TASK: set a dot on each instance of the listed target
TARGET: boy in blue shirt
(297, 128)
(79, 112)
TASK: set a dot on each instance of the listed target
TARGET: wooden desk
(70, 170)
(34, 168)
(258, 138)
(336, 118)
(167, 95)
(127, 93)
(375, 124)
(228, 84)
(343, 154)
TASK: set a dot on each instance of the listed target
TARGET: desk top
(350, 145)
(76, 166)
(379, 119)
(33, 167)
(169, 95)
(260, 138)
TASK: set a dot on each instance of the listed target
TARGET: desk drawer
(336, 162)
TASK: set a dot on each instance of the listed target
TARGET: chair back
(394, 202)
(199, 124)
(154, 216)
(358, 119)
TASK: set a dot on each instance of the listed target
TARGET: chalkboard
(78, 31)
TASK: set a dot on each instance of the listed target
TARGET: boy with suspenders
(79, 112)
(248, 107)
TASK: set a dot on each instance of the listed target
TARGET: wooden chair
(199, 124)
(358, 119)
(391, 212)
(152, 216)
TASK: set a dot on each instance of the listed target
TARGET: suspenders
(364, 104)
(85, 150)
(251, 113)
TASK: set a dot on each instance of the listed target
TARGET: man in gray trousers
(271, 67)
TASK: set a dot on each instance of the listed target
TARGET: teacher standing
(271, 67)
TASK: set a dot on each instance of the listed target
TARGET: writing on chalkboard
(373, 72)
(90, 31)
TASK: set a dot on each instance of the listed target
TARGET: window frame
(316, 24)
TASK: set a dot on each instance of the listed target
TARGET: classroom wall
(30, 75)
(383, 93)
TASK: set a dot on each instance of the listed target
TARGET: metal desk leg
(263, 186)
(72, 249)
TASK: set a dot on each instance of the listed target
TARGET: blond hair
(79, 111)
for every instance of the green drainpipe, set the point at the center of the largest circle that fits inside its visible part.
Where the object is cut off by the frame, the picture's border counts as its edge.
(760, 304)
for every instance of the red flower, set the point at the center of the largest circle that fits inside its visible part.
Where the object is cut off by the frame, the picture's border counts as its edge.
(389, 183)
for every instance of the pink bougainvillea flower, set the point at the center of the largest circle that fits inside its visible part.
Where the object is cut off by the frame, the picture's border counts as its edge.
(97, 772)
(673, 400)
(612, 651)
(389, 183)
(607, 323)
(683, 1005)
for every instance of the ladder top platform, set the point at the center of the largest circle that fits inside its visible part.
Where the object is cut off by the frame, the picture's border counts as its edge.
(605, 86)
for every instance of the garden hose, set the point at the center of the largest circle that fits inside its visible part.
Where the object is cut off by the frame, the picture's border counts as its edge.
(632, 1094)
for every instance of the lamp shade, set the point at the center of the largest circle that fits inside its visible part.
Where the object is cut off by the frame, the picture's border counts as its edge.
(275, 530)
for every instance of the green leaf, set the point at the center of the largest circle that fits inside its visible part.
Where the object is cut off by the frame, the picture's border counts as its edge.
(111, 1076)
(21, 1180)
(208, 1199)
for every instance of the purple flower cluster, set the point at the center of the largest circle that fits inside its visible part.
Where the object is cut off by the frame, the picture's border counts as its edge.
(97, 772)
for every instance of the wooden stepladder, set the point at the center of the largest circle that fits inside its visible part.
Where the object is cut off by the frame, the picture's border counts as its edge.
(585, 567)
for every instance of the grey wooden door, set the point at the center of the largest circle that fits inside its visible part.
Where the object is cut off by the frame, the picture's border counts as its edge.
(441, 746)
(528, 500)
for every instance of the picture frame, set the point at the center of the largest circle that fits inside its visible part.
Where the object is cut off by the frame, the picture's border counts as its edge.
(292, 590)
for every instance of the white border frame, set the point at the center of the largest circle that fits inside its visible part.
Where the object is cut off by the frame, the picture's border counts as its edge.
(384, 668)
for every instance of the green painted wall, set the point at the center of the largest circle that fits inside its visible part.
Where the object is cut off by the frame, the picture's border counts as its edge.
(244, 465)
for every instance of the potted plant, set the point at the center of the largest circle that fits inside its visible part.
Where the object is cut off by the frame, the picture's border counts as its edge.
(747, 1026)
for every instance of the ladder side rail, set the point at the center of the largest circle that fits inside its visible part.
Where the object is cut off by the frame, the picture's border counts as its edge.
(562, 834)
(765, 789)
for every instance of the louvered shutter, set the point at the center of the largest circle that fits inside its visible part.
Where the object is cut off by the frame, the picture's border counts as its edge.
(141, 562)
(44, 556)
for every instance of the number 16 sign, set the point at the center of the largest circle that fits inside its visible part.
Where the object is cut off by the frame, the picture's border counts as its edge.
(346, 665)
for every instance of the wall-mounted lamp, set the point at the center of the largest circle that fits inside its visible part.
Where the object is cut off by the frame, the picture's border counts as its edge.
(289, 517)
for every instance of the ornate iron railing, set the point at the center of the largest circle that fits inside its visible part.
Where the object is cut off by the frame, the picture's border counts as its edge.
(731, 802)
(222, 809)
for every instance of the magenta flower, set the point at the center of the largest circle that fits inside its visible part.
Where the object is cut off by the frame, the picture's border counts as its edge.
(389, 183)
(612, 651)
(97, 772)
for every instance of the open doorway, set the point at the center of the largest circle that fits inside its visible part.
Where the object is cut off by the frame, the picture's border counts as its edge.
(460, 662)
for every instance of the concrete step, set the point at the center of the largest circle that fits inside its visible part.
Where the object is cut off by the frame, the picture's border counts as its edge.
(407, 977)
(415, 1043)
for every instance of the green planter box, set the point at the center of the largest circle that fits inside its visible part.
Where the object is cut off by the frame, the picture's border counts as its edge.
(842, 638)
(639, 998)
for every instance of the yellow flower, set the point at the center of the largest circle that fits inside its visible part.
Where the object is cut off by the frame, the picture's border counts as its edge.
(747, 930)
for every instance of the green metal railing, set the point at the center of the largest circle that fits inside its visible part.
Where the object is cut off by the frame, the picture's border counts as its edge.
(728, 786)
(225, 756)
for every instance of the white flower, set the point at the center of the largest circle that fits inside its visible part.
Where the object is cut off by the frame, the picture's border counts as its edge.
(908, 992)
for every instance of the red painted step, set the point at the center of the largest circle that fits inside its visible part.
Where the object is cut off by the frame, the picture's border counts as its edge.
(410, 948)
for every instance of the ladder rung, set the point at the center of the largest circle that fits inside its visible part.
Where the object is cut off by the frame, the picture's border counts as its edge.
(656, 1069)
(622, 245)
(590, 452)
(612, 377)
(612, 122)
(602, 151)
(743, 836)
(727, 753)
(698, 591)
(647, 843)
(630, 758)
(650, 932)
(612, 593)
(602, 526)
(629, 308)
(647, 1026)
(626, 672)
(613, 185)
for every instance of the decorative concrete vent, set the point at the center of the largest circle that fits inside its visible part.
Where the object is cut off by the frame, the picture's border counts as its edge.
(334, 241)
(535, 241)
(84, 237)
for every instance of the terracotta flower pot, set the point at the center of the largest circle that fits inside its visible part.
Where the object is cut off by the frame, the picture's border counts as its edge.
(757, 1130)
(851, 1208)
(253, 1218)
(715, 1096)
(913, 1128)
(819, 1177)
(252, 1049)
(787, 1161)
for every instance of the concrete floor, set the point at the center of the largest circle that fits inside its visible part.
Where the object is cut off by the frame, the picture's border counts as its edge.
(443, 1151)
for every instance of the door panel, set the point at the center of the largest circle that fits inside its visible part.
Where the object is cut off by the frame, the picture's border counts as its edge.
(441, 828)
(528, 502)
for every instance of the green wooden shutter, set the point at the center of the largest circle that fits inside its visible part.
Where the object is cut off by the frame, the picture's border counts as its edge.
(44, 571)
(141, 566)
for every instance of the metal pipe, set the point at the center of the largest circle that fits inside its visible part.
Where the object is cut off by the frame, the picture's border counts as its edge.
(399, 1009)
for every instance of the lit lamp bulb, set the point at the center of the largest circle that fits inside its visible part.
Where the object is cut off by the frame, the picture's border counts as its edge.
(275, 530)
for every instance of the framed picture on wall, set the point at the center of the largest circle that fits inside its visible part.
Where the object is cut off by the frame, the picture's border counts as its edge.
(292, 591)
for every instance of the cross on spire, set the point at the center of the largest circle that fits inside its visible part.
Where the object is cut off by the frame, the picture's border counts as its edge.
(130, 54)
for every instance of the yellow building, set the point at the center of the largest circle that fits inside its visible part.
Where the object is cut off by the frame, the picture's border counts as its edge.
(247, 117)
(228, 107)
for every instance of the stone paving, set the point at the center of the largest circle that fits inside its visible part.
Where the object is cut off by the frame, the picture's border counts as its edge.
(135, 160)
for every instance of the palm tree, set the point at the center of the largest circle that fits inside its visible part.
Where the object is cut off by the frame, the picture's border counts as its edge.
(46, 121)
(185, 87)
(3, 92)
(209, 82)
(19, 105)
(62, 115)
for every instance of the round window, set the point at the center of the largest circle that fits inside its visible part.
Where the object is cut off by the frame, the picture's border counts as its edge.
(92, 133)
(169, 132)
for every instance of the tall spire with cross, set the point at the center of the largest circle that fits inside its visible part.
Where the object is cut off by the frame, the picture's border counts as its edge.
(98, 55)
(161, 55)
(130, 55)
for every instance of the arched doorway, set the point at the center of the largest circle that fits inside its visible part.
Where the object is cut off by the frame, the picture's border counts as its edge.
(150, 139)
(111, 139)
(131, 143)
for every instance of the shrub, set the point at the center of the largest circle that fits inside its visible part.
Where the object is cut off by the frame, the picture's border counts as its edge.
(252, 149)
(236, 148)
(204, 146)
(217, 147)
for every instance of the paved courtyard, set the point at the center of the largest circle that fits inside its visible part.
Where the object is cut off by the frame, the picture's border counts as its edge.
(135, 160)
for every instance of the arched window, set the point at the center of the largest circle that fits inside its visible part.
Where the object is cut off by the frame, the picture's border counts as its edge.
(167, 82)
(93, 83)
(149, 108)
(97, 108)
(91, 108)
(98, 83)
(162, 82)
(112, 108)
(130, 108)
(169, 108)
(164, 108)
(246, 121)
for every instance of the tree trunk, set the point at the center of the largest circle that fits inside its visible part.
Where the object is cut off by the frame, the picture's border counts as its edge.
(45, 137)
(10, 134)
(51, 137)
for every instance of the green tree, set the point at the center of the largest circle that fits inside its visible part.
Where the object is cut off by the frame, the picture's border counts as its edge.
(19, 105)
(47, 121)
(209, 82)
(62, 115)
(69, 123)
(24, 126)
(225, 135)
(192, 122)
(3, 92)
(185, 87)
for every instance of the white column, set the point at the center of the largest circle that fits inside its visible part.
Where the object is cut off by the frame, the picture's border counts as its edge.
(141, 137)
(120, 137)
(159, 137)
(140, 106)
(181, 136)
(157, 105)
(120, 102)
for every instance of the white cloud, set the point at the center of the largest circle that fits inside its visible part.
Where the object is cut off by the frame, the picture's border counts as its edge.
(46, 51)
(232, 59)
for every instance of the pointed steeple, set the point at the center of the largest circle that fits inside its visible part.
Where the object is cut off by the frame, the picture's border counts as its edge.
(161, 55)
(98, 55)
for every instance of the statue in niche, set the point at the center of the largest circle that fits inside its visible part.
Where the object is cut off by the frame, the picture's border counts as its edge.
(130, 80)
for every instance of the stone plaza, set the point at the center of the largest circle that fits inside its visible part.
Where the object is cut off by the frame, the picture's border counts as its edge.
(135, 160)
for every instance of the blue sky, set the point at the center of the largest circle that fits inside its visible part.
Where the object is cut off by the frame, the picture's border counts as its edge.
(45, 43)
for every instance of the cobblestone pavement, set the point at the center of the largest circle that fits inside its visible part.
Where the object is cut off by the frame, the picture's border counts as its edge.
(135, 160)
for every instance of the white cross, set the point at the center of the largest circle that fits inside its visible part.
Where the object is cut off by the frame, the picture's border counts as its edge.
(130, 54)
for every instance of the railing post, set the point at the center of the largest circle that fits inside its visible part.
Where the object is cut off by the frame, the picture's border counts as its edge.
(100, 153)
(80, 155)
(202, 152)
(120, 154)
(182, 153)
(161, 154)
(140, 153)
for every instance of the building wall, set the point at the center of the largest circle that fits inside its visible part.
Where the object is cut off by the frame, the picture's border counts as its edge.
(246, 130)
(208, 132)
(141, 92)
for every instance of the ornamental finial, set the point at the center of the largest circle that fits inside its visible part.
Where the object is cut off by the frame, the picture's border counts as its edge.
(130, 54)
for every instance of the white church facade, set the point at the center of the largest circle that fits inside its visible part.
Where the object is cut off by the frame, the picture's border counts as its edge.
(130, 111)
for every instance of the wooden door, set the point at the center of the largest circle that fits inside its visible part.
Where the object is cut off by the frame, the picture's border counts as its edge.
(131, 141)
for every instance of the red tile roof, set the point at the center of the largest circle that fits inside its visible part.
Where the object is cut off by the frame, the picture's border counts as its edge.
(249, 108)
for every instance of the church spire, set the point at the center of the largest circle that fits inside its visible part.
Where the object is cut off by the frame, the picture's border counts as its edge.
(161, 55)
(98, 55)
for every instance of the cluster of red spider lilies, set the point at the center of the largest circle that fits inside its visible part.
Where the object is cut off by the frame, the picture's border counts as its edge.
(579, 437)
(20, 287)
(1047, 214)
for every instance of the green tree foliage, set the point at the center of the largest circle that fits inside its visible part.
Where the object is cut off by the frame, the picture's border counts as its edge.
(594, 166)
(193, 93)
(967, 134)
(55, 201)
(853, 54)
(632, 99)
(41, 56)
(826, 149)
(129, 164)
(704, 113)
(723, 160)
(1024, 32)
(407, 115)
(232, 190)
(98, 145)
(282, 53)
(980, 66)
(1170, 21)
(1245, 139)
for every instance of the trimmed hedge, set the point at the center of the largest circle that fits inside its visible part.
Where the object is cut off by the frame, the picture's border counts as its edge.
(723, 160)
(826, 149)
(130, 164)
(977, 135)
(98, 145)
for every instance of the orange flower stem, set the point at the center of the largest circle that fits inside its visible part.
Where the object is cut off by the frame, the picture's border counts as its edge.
★ ★ ★ ★
REQUIRED ACTION:
Locate the word "painted" in the records and collect each line it appears in.

RESPONSE AREA:
for every instance of the green painted wall, set the point at the center of the largest circle that fits inside its visible part.
for every instance of the red painted step, set the point at the center of the largest circle that fits inside its visible part.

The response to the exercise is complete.